◆ Exercise goal
The entries below must be restated word for word.
==== Recorded information ====
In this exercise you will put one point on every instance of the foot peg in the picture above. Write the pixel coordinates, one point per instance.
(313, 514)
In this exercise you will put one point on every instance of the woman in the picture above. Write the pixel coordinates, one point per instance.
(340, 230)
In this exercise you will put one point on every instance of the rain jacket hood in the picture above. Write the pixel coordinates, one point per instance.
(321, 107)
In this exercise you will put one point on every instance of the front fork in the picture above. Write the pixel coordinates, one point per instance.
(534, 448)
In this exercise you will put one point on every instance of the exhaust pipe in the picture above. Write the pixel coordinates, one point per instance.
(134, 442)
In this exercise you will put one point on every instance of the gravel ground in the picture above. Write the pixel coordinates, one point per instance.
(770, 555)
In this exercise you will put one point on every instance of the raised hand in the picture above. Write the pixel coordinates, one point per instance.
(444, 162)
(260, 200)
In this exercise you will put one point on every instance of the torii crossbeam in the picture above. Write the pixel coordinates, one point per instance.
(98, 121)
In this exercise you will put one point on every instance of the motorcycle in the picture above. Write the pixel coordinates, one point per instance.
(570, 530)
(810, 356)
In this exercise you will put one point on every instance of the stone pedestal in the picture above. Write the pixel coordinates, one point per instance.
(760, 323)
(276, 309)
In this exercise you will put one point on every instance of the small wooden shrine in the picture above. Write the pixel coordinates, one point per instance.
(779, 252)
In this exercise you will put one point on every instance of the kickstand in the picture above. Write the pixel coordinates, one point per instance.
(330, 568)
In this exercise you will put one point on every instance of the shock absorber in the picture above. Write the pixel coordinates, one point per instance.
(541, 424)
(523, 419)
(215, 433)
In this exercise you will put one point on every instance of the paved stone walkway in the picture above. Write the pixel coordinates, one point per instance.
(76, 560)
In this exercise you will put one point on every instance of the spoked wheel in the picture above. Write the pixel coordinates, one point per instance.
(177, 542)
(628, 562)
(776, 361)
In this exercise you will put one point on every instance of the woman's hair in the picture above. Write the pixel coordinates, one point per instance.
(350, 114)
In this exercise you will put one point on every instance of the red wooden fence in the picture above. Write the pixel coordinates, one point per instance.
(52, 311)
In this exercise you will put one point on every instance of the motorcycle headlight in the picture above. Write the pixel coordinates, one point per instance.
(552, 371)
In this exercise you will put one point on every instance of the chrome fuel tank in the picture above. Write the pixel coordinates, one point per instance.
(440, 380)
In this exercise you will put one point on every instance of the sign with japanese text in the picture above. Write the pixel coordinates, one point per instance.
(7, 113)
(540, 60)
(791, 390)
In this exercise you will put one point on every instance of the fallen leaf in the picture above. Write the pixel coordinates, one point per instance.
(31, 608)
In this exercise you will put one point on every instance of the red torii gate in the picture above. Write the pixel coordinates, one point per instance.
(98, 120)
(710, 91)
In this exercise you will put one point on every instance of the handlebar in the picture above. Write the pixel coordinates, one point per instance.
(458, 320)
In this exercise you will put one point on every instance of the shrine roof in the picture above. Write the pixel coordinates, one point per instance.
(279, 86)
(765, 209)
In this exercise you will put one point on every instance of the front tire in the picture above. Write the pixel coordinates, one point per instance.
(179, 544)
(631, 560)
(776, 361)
====
◆ Solution to this task
In this exercise you will put one point on every instance of the foot peg in the picture above. Write the pixel coordinates, one point per instance.
(313, 514)
In this exercise you will put one point on every instance of the woman in the picture above. Write the pixel coordinates, one point per instance.
(340, 230)
In this exercise you will put one point on every instance of the rain jacket hood in the picture above. Write the pixel coordinates, one point per instance.
(321, 107)
In this exercise you will put one point on every instance of the front fork in the picture above. Write the pixel coordinates, one point per instance.
(534, 448)
In this exercise you will put one point on every instance of the exhaust pipe in the picture above. Write the pixel coordinates, one point per instance.
(134, 442)
In this exercise you will put one point on every instance of the gravel ground in the picture above. Write the pixel coordinates, one point per instance.
(770, 555)
In this exercise you will put one point on every instance of the raised hand in the picture above. Write the pixel coordinates, one point per instance.
(444, 162)
(260, 200)
In this exercise you will put one point on every instance of the torii crossbeam in the picture above. Write the pixel coordinates, one point per instance.
(98, 121)
In this exercise you will put one point on every instance of the motorcycle in the picture above. Write the pixel coordinates, one point per instance.
(570, 530)
(810, 356)
In this exercise you will put one point on every instance of the stone pedestal in the picture above. Write the pixel coordinates, one point per instance.
(760, 323)
(276, 309)
In this exercise you will put one point on every instance of the small wooden shrine in the picture above. Write the pixel coordinates, one point per instance.
(779, 252)
In this exercise you will put one point on every instance of the kickstand in the picture above. Write the pixel coordinates, one point per instance.
(330, 568)
In this exercise you will put one point on every instance of the shock absorber in the picture above. Write the pixel coordinates, one point per instance.
(541, 424)
(523, 419)
(215, 433)
In this exercise you will put one point on every instance of the paved stone walkway in the picture above. Write the pixel coordinates, one point per instance.
(76, 560)
In this exercise you will put one point on every instance of the spoked wheel in the picture above. Write the pixel coordinates, one point per instance.
(177, 542)
(628, 562)
(776, 361)
In this exercise you will put one point on every instance of the woman's hair in the picture above. Write the pixel coordinates, one point per instance.
(350, 114)
In this exercise you will put one point on every instance of the red wooden fence in the picture above. Write the pixel coordinates, one point per instance.
(52, 311)
In this exercise you will put one point on every instance of the motorcycle headlight in the picture above. Write the pixel coordinates, one point per instance.
(552, 371)
In this exercise you will put one point on every instance of the chrome fuel tank in the picture above. Write the pixel coordinates, one point per instance.
(440, 380)
In this exercise you will put one point on every instance of the sign with japanese text in the picture above. Write the pixel coordinates, one point per instance.
(7, 113)
(540, 60)
(791, 390)
In this exercise you will put one point on every instance of the fallen leaf in the picture above. Write the pixel coordinates, one point per instance.
(31, 608)
In this exercise you will put one point on every instance of the red torii gate in the picture above. Write the pixel coordinates, one point per instance.
(98, 120)
(710, 91)
In this exercise you will put one point on every instance of the handlebar in the picture above. Write the pixel coordinates, one point per instance.
(458, 320)
In this exercise you will put one point on every instance of the shrine roof in the picture above. Write the pixel coordinates, one point per instance.
(279, 86)
(765, 209)
In this exercise you will put one point on every instance of the front tire in the picture above. Write the pixel coordinates, one point per instance.
(179, 544)
(631, 560)
(776, 361)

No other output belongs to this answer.